THE PROBLEM: Exact output of all the records is required.

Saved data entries
Content starts
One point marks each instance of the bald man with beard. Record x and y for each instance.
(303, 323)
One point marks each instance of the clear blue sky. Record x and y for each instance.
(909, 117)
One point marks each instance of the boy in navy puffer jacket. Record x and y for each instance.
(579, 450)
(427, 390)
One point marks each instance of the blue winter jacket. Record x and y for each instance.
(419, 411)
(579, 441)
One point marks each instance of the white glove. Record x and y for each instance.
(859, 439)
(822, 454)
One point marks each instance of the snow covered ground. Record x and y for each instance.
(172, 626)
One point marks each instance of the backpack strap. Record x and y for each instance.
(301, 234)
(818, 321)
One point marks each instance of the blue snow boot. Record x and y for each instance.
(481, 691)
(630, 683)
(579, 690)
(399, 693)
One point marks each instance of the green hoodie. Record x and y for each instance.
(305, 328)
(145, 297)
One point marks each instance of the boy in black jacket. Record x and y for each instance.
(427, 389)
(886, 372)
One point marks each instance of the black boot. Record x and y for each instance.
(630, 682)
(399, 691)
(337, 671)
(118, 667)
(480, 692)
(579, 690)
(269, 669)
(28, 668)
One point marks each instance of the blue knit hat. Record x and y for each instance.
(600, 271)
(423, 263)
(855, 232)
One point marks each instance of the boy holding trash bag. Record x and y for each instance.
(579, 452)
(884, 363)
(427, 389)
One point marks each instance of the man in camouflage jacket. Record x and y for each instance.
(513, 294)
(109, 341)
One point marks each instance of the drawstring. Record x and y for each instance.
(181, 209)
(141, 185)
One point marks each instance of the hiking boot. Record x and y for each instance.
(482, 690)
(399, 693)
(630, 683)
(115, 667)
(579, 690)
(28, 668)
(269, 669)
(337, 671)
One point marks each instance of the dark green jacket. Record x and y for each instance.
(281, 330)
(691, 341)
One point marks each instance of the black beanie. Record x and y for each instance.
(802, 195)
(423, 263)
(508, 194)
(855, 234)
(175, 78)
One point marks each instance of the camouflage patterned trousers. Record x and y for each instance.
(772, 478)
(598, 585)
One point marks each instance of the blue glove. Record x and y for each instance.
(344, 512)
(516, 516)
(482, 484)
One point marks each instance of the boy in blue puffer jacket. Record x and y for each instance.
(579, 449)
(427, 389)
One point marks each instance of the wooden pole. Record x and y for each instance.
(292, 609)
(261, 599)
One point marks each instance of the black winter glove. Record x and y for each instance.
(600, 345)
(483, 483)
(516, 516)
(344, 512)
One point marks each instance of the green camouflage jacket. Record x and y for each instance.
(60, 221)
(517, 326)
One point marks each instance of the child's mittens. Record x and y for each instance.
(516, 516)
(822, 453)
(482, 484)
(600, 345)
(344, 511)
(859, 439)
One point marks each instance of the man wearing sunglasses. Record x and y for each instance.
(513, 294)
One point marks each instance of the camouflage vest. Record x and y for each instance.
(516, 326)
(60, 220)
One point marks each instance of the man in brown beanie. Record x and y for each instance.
Content ends
REPLY:
One point marks each instance of the bald man with beard. Record x and y for each instance.
(303, 323)
One point marks each instance of the clear blue sky. Record x and y for each instance.
(909, 117)
One point marks each instance of the boy in navy puffer jacket. Record x and y for each instance.
(579, 450)
(427, 390)
One point marks each instance of the blue winter jacket. Record x and y for each instance.
(419, 411)
(579, 441)
One point marks each instance of the white glove. Record x and y for each instance.
(859, 439)
(822, 454)
One point marks each instance of the snow covered ground. Record x and y for each instance.
(172, 626)
One point marks each instance of the backpack strap. Record x and y for each instance.
(301, 234)
(818, 321)
One point marks each instance of the blue snow boot. Record x and y for each instance.
(481, 691)
(630, 683)
(579, 690)
(399, 693)
One point marks each instance of the green hoodie. Record x and y for each instance.
(305, 328)
(145, 297)
One point marks each instance of the boy in black jacket. Record x and y for each instance.
(427, 389)
(886, 372)
One point marks each instance of the black boot. Record x and y for each instance.
(630, 682)
(399, 691)
(337, 671)
(118, 667)
(480, 692)
(579, 690)
(269, 669)
(28, 668)
One point marks each instance of the blue knit hat. Record x and y for each instance.
(600, 271)
(423, 263)
(855, 232)
One point marks each instance of the boy holding trash bag. Record x and y for each instance.
(579, 452)
(884, 363)
(427, 389)
One point marks each instance of the man in camouflage jacket. Record x and y for each instance.
(513, 294)
(109, 341)
One point marks each instance of the drawstring. Record x and y for each instance.
(181, 209)
(141, 185)
One point marks each instance of the hiking boot. Record x and y for each instance.
(482, 690)
(399, 693)
(630, 683)
(115, 667)
(579, 690)
(28, 668)
(269, 669)
(337, 671)
One point marks each instance of the dark green jacket. Record x and y for each instance.
(281, 330)
(691, 341)
One point marks each instance of the black beanie. Record x and y for each instance.
(802, 195)
(423, 263)
(508, 194)
(855, 234)
(175, 78)
One point marks each instance of the camouflage patterned trousers. Record x and y for each instance.
(772, 478)
(598, 585)
One point marks each instance of the blue glove. Record x and y for each instance.
(344, 512)
(516, 516)
(482, 484)
One point marks each instance of the boy in blue puffer jacket. Record x and y for each instance.
(579, 449)
(427, 389)
One point marks each instance of the wooden pole. Record x and y for each instance.
(292, 609)
(261, 599)
One point marks each instance of the black winter glove. Record x and y for each instance.
(600, 345)
(483, 483)
(516, 516)
(344, 512)
One point marks each instance of the green camouflage jacket. Record x and y for each instance.
(60, 221)
(517, 326)
One point marks each instance of the child's mittens. Record x and y for each instance.
(516, 516)
(822, 453)
(482, 484)
(600, 345)
(344, 511)
(859, 439)
One point marks each instance of the man wearing sunglasses. Record x and y for each instance.
(513, 294)
One point marks each instance of the camouflage vest. Record x and y for each instance.
(516, 326)
(60, 220)
One point marks each instance of the man in brown beanie. Record x and y for each instance.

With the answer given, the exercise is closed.